Chaque
jour maintenant je m’enseigne à mourir.
(Marcelle
Delpastre, Le chasseur d’ombres et autres psaumes, Éd. dau
Chamin de Sent Jaume, 2002)
Rassurez-moi,
je ne dois pas être le seul en France à recevoir des courriers et des mails de
diverses administrations (mairie) ou services (pompes funèbres,
résidences pour seniors, mutuelles, croisières, vacances, banques,
etc.). Avec internet, tout le monde sait notre âge, nos goûts, nos
intérêts...
D'où
l'intérêt de se déconnecter comme je le fais chaque fois que je
pars en vadrouille à pied, à vélo, en bus, en train ou en cargo...
Je n'ai, Dieu merci, pas de smartphone, ce qui m'oblige à demander
mon chemin (obligeant tel ou telle à enlever ses "chers"

- - - - - - -

Énoncé 1 = Recopiez l'extrait ci-dessus dans son intégralité, sans y changer quoi que ce soit.

- - - - - - -

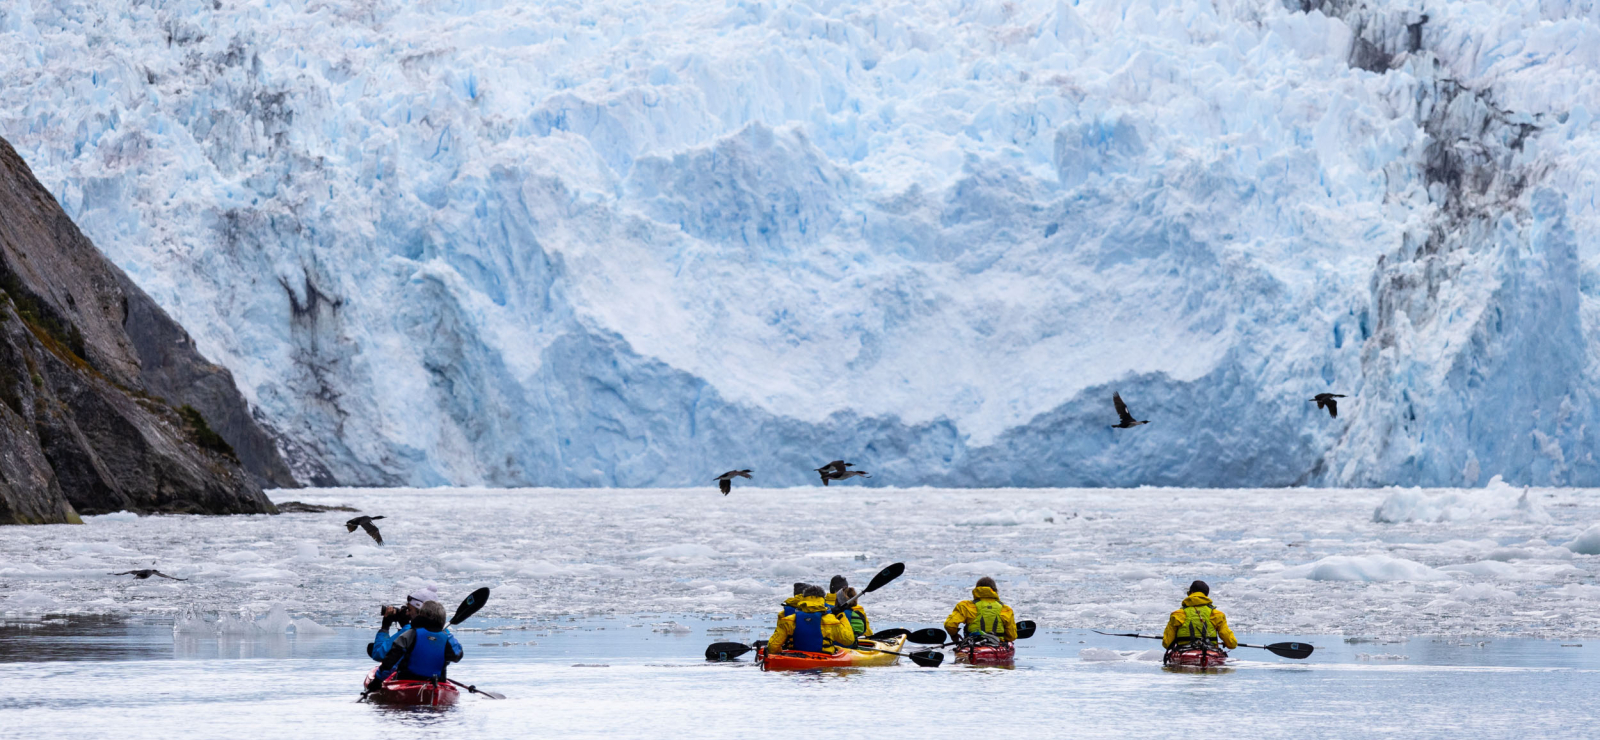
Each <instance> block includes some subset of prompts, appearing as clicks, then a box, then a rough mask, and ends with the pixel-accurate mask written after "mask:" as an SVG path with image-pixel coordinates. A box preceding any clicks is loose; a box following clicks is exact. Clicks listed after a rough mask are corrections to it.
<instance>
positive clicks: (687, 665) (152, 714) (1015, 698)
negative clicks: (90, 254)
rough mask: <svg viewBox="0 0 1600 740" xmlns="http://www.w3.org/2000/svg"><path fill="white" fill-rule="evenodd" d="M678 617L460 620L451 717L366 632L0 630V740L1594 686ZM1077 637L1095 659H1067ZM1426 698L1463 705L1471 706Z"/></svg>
mask: <svg viewBox="0 0 1600 740" xmlns="http://www.w3.org/2000/svg"><path fill="white" fill-rule="evenodd" d="M675 618H677V620H680V621H683V623H688V625H691V628H693V631H691V633H688V634H682V633H680V634H662V633H653V631H650V628H648V626H645V625H650V623H651V621H650V620H648V618H640V617H632V618H626V617H624V618H614V620H608V618H597V620H587V621H578V620H571V621H568V620H552V621H542V623H530V625H518V623H493V621H485V623H480V625H477V626H467V628H466V629H461V631H459V637H461V642H462V644H464V645H466V650H467V658H466V662H462V663H461V665H458V666H453V668H451V678H456V679H461V681H466V682H472V684H477V686H480V687H485V689H493V690H498V692H502V694H506V695H507V697H509V698H507V700H504V702H494V700H486V698H483V697H474V695H462V698H461V703H459V705H456V706H453V708H392V706H376V705H368V703H357V697H358V695H360V689H362V678H363V676H365V674H366V671H368V670H370V668H371V665H373V663H371V660H368V658H366V657H365V654H363V649H365V645H366V642H368V641H370V639H371V633H370V631H362V629H338V631H336V634H331V636H323V637H309V639H296V637H294V636H286V637H278V636H272V637H267V636H256V637H250V639H238V637H198V639H197V637H187V636H179V637H178V639H174V636H173V633H171V626H170V625H160V623H154V621H150V623H117V621H106V620H99V621H96V620H77V618H75V620H35V621H32V623H18V621H6V623H0V681H3V682H5V686H6V687H8V690H6V692H0V737H5V738H11V737H18V738H22V737H27V738H35V737H51V738H59V737H109V735H115V737H118V738H142V737H158V738H162V740H166V738H170V737H261V735H262V734H266V732H272V734H275V735H283V737H294V738H302V737H306V738H334V740H360V738H384V740H392V738H405V737H430V738H438V737H464V735H472V737H477V738H501V737H530V735H560V737H563V738H573V737H605V738H618V737H694V738H739V740H746V738H766V737H782V738H792V737H794V735H795V734H797V732H805V734H811V732H816V730H818V727H819V726H818V721H819V719H827V718H838V719H840V721H846V719H848V724H838V726H837V727H854V729H856V730H854V732H859V734H862V735H870V737H877V738H893V737H917V738H926V737H949V735H966V734H974V735H976V734H984V735H1003V737H1019V738H1021V737H1046V735H1062V734H1070V735H1074V737H1190V735H1194V734H1195V732H1206V734H1227V735H1230V737H1371V735H1374V734H1382V735H1394V737H1440V735H1446V734H1453V735H1459V734H1472V735H1480V737H1586V735H1587V734H1589V730H1587V727H1589V722H1590V711H1589V702H1590V697H1592V695H1594V692H1595V690H1600V662H1597V650H1595V649H1594V647H1592V645H1586V647H1562V644H1560V642H1549V641H1528V639H1517V641H1483V639H1478V641H1462V639H1435V637H1414V639H1410V641H1403V642H1402V641H1386V642H1373V641H1360V639H1358V637H1357V639H1355V641H1346V639H1344V637H1326V636H1325V637H1314V639H1310V642H1314V644H1317V645H1318V650H1317V654H1315V655H1314V657H1312V660H1307V662H1288V660H1282V658H1277V657H1274V655H1270V654H1266V652H1264V650H1245V649H1240V650H1237V652H1235V654H1234V660H1237V662H1238V663H1237V665H1232V666H1229V668H1222V670H1206V671H1192V670H1187V671H1174V670H1163V668H1162V665H1160V662H1158V660H1157V662H1150V660H1138V658H1139V657H1141V655H1144V650H1142V649H1141V647H1142V645H1130V644H1128V642H1133V641H1126V639H1117V637H1102V636H1096V634H1091V633H1082V631H1050V629H1042V631H1040V634H1038V636H1037V637H1035V639H1032V641H1026V642H1021V644H1019V650H1018V658H1016V666H1014V668H1006V666H968V665H954V663H946V665H944V666H941V668H933V670H928V668H917V666H912V665H910V663H909V662H902V663H901V665H899V666H890V668H848V670H829V671H798V673H790V671H771V673H765V671H760V670H757V666H755V665H752V663H750V662H749V660H744V662H739V663H706V662H704V660H701V658H699V654H701V652H702V650H704V645H706V644H709V642H715V641H720V639H725V634H726V631H725V629H728V626H730V621H728V620H722V621H717V623H710V621H694V620H691V618H688V617H675ZM658 621H659V620H658ZM630 625H638V626H630ZM714 625H715V626H714ZM707 626H710V628H712V629H717V631H715V633H706V628H707ZM747 626H749V628H750V629H749V634H757V633H760V631H762V629H760V626H762V625H758V623H754V621H750V623H749V625H747ZM1298 637H1301V639H1306V636H1298ZM1248 639H1251V641H1253V642H1272V641H1277V639H1283V636H1261V634H1253V636H1250V637H1248ZM1570 644H1571V641H1570ZM1083 649H1096V652H1094V655H1096V657H1099V660H1082V658H1080V657H1078V652H1080V650H1083ZM1251 654H1254V655H1251ZM1376 655H1387V657H1384V658H1374V657H1376ZM1438 697H1470V706H1472V711H1461V710H1462V703H1461V702H1454V700H1451V702H1442V700H1440V698H1438ZM1197 708H1205V710H1206V711H1200V713H1197ZM1069 729H1070V732H1067V730H1069Z"/></svg>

- - - - - - -

Énoncé 2 = Présentez en tableau Markdown, avec les colonnes « N° » et « Ligne », les lignes des enregistrements depuis leur début jusqu'à celle qui contient « negative clicks: (90, 254) », incluse. Laissez de côté les lignes vides et les images.

Réponse proposée 1 =
Chaque
jour maintenant je m’enseigne à mourir.
(Marcelle
Delpastre, Le chasseur d’ombres et autres psaumes, Éd. dau
Chamin de Sent Jaume, 2002)
Rassurez-moi,
je ne dois pas être le seul en France à recevoir des courriers et des mails de
diverses administrations (mairie) ou services (pompes funèbres,
résidences pour seniors, mutuelles, croisières, vacances, banques,
etc.). Avec internet, tout le monde sait notre âge, nos goûts, nos
intérêts...
D'où
l'intérêt de se déconnecter comme je le fais chaque fois que je
pars en vadrouille à pied, à vélo, en bus, en train ou en cargo...
Je n'ai, Dieu merci, pas de smartphone, ce qui m'oblige à demander
mon chemin (obligeant tel ou telle à enlever ses "chers"

Réponse proposée 2 =
| N° | Ligne |
|---|---|
| 1 | Each <instance> block includes some subset of prompts, appearing as clicks, then a box, then a rough mask, and ends with the pixel-accurate mask written after "mask:" as an SVG path with image-pixel coordinates. A box preceding any clicks is loose; a box following clicks is exact. Clicks listed after a rough mask are corrections to it. |
| 2 | <instance> |
| 3 | positive clicks: (687, 665) (152, 714) (1015, 698) |
| 4 | negative clicks: (90, 254) |